*Exercise requirements*
Emit a verbatim copy of the lines running from the line with "Annotation task — locate each instance of the second" through the end of the material below.

Named object pointing entries

────────────────────

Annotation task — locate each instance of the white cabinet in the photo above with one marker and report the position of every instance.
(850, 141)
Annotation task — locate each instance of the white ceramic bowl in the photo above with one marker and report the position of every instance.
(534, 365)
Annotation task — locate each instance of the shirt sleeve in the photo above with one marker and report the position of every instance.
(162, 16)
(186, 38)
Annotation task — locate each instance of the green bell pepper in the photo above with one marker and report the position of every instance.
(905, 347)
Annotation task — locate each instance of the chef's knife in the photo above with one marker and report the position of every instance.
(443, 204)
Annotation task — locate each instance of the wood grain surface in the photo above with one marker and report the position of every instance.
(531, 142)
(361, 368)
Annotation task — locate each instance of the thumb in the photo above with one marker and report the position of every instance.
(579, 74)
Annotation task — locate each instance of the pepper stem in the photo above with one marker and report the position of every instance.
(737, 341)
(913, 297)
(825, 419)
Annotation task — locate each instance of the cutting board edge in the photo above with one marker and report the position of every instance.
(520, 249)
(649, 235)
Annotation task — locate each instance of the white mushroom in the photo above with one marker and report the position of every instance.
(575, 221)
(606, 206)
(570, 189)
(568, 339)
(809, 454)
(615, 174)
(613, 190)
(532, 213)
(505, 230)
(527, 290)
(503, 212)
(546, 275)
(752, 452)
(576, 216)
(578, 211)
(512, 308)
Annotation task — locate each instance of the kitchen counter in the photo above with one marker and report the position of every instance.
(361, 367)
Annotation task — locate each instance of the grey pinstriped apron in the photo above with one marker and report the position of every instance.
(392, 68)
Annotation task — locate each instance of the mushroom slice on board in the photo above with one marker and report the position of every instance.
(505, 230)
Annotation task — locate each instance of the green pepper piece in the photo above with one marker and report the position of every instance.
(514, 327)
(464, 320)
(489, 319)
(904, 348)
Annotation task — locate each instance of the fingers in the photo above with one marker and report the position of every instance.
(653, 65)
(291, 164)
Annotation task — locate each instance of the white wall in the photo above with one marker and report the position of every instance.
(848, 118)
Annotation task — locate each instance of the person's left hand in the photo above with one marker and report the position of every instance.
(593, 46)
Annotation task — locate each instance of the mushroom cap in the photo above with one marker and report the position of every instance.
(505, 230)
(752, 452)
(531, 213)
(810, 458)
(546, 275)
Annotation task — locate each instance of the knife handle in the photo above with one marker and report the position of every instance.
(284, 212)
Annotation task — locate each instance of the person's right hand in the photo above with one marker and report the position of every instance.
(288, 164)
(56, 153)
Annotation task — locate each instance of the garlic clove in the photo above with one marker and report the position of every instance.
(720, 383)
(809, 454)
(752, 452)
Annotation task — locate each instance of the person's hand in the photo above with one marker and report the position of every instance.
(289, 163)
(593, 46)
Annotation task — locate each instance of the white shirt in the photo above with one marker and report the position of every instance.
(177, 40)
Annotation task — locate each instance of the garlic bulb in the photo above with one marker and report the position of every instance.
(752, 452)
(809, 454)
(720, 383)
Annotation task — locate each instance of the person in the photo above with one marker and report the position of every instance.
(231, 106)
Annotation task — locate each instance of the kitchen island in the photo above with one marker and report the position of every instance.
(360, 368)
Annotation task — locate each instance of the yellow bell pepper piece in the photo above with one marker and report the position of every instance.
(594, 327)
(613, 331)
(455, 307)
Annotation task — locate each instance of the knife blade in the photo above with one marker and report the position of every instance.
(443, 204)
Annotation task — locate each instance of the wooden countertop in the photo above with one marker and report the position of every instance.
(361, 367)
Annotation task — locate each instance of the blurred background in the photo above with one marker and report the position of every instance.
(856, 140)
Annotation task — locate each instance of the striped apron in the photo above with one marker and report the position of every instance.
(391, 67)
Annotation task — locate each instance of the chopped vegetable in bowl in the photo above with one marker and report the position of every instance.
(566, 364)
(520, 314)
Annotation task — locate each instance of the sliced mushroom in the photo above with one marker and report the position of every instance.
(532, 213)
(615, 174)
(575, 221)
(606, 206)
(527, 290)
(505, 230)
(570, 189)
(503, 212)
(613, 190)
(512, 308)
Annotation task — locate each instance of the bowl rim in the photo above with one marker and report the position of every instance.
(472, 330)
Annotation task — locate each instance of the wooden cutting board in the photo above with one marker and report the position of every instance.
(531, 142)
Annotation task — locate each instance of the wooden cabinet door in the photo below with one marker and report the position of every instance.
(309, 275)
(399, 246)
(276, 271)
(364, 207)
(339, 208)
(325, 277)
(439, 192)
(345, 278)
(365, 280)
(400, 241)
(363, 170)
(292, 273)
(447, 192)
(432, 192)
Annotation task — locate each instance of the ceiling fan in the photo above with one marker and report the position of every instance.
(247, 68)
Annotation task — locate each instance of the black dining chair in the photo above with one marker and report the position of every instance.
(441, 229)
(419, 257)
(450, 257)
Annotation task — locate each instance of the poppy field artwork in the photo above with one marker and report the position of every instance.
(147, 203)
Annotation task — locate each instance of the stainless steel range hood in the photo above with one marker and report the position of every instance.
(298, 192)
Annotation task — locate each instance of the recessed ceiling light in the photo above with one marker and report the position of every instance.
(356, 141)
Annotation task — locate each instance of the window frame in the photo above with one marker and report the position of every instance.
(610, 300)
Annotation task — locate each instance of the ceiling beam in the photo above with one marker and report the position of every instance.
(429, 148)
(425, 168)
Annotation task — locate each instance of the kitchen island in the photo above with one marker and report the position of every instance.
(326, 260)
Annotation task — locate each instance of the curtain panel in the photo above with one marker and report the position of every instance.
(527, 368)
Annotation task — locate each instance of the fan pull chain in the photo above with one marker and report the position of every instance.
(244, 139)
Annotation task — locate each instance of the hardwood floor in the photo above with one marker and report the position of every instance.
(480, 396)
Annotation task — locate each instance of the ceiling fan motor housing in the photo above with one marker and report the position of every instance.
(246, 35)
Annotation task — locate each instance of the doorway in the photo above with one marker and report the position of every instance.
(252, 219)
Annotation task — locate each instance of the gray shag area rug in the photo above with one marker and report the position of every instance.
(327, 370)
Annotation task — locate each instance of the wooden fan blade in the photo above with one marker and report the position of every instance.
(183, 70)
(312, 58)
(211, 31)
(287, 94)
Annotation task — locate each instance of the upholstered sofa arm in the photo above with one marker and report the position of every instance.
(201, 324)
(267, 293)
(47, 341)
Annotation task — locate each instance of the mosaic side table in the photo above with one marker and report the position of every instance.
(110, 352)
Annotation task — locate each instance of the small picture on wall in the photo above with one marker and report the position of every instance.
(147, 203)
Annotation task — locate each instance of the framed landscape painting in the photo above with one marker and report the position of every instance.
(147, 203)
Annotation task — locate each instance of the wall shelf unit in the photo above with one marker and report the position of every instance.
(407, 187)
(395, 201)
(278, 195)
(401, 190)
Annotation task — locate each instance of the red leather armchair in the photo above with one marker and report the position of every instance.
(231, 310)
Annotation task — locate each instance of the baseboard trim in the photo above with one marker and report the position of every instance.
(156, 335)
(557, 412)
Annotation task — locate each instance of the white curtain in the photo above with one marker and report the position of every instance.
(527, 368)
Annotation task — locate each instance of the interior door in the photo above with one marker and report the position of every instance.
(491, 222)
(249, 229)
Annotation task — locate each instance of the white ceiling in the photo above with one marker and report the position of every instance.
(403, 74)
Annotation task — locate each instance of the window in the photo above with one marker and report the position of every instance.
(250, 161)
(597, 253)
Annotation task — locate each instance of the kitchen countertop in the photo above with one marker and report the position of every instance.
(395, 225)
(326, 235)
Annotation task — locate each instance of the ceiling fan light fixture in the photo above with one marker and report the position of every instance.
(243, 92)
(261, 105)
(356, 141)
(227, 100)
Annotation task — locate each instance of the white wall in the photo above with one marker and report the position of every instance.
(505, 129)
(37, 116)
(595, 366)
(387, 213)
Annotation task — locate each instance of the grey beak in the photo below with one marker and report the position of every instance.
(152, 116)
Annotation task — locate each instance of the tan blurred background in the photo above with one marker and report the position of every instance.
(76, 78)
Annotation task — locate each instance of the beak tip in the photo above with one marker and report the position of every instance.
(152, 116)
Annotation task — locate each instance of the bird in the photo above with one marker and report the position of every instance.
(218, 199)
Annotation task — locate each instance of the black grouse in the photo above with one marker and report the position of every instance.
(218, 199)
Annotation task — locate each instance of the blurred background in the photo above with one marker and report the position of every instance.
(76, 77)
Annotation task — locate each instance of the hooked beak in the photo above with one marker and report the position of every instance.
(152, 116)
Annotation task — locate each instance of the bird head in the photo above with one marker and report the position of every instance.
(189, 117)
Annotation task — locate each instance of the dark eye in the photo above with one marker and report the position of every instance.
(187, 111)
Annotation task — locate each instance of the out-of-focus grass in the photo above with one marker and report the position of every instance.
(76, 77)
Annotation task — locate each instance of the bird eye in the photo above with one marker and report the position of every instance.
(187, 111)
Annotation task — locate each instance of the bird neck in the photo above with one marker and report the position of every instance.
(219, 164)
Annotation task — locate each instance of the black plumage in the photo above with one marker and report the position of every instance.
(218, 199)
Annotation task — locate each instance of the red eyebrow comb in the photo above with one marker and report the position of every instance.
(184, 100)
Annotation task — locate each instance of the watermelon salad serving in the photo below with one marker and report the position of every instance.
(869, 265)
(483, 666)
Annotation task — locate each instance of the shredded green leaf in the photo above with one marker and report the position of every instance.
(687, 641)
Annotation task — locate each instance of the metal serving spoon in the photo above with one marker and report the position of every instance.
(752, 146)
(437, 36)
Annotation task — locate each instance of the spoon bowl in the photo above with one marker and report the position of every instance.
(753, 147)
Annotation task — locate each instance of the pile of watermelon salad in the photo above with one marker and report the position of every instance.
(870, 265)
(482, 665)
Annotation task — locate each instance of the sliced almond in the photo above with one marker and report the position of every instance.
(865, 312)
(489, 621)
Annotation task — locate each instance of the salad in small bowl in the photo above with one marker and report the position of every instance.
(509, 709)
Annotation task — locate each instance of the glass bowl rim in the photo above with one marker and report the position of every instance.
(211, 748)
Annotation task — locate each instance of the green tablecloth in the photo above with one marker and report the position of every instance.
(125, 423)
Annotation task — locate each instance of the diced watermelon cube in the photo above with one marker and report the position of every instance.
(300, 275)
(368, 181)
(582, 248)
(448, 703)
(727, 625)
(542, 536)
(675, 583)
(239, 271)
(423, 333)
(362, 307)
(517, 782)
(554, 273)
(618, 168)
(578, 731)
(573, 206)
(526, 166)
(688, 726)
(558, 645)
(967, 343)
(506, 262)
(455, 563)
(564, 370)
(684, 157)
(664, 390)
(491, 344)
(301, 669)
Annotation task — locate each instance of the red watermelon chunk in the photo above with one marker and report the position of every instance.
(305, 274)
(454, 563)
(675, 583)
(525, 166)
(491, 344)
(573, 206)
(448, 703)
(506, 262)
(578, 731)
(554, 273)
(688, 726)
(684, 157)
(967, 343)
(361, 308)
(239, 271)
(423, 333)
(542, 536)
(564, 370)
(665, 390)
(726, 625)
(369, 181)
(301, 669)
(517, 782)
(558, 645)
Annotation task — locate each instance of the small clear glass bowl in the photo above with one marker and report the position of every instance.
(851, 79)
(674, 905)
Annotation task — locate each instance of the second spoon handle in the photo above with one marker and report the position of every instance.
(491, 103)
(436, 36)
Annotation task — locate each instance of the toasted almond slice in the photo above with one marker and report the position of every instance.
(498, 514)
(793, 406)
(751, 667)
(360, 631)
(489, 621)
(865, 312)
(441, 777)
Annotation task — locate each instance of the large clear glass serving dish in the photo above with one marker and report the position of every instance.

────────────────────

*Full solution*
Annotation task — locate each instance of the second spoon handle in the photo above with one marker and report the position of every instance.
(491, 103)
(436, 36)
Annotation task — locate each instance of the toasted almond slice in the photo above with one marker and report the position of every instance.
(498, 514)
(793, 406)
(751, 667)
(360, 631)
(489, 621)
(865, 312)
(441, 777)
Annotation task — locate each instance of the large clear glass serving dish in the photo above with one marker and report the position of every instance.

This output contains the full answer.